這是 fixAfterInsertion 的源代碼,我不具體解釋了,這是一個根據不同情況進行旋轉,調整結點顏色的過程,可以參考《算法導論》中的解釋。

  • remove
public V remove(Object key) {
    Entry<K,V> p = getEntry(key);
    if (p == null)
        return null;

    V oldValue = p.value;
    deleteEntry(p);
    return oldValue;
}

刪除的過程主要調用 delteEntry 完成:

private void deleteEntry(Entry<K,V> p) {
    modCount++;
    size--;

    // If strictly internal, copy successor's element to p and then make p
    // point to successor.
    if (p.left != null && p.right != null) {
        Entry<K,V> s = successor(p);
        p.key = s.key;
        p.value = s.value;
        p = s;
    } // p has 2 children

    // Start fixup at replacement node, if it exists.
    Entry<K,V> replacement = (p.left != null ? p.left : p.right);

    if (replacement != null) {
        // Link replacement to parent
        replacement.parent = p.parent;
        if (p.parent == null)
□ □ □
- 簡短練習 A: 改寫資料行中從含有「Mark the flower」的那一行起、直到資料行末尾的各行,將其中的「Mark」一律替換為「Outline」,其他內容保持不變。
□ □ □
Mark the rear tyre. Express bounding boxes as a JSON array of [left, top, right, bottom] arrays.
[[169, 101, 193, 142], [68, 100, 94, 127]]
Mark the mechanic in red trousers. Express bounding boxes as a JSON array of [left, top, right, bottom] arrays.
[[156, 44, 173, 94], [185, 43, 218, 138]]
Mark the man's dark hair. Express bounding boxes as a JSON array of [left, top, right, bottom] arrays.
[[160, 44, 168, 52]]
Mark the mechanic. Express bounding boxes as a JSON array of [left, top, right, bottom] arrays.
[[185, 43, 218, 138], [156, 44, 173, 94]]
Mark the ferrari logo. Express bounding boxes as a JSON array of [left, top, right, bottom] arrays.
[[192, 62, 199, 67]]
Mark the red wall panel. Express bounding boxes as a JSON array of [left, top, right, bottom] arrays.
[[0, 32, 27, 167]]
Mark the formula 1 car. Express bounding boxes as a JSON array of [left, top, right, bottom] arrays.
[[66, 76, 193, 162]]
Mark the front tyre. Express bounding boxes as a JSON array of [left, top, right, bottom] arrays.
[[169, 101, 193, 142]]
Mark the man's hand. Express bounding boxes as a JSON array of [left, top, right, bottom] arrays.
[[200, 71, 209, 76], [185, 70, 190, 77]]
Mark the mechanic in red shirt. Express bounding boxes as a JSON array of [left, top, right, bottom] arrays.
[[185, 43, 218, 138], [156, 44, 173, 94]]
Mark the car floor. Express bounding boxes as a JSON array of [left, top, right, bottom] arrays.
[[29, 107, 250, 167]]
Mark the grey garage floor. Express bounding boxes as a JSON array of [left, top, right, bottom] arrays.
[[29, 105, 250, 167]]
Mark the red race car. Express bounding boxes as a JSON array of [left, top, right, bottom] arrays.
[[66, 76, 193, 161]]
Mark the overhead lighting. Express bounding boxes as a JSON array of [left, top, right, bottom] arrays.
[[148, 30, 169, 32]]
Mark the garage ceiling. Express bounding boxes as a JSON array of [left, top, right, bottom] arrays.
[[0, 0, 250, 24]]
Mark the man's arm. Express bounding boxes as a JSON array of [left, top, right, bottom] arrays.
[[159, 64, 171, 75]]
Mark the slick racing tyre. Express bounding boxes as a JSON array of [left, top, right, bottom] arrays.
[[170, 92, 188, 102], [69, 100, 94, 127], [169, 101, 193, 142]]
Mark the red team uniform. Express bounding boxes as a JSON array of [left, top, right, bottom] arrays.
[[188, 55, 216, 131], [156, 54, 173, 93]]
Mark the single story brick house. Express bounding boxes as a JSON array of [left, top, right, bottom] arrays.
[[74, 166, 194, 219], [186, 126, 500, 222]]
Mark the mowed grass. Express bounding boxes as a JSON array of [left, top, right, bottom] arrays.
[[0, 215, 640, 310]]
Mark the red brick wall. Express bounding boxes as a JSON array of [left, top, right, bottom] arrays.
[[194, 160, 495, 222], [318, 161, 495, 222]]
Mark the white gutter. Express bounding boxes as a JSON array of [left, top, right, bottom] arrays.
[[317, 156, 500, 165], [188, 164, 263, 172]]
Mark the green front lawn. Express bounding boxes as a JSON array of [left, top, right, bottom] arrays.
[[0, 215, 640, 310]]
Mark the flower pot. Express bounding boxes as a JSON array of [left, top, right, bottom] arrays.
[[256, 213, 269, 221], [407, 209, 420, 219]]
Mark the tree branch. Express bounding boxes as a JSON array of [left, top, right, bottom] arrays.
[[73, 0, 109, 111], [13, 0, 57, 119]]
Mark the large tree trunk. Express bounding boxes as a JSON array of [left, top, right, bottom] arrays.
□ □ □
- 簡短練習 B: 續寫上方關於紅黑樹刪除操作源代碼的文件節選,從它停下的地方接著寫。

- 回答 A:
Outline the flower pot. Express bounding boxes as a JSON array of [left, top, right, bottom] arrays.
[[256, 213, 269, 221], [407, 209, 420, 219]]
Outline the tree branch. Express bounding boxes as a JSON array of [left, top, right, bottom] arrays.
[[73, 0, 109, 111], [13, 0, 57, 119]]
Outline the large tree trunk. Express bounding boxes as a JSON array of [left, top, right, bottom] arrays.

- 回答 B:
            root = replacement;
        else if (p == p.parent.left)
            p.parent.left  = replacement;
        else
            p.parent.right = replacement;

        // Null out links so they are OK to use by fixAfterDeletion.
        p.left = p.right = p.parent = null;

        // Fix replacement
        if (p.color == BLACK)
            fixAfterDeletion(replacement);
    } else if (p.parent == null) { // return if we are the only node.
        root = null;
    } else { //  No children. Use self as phantom replacement and unlink.
        if (p.color == BLACK)
            fixAfterDeletion(p);

        if (p.parent != null) {
            if (p == p.parent.left)
                p.parent.left = null;
            else if (p == p.parent.right)
                p.parent.right = null;
            p.parent = null;
        }
    }
}

這個過程同樣是與紅黑樹的性質相關的。在樹中刪除一個結點,那他的孩子怎麼辦啊,紅黑樹不平衡了怎麼辦啊,樹空了怎麼辦啊,都需要考慮到。

  • clear
public void clear() {
    modCount++;
    size = 0;
    root = null;
}

居然就是把值都清空了。。

  • clone
/**
 * Returns a shallow copy of this {@code TreeMap} instance. (The keys and
 * values themselves are not cloned.)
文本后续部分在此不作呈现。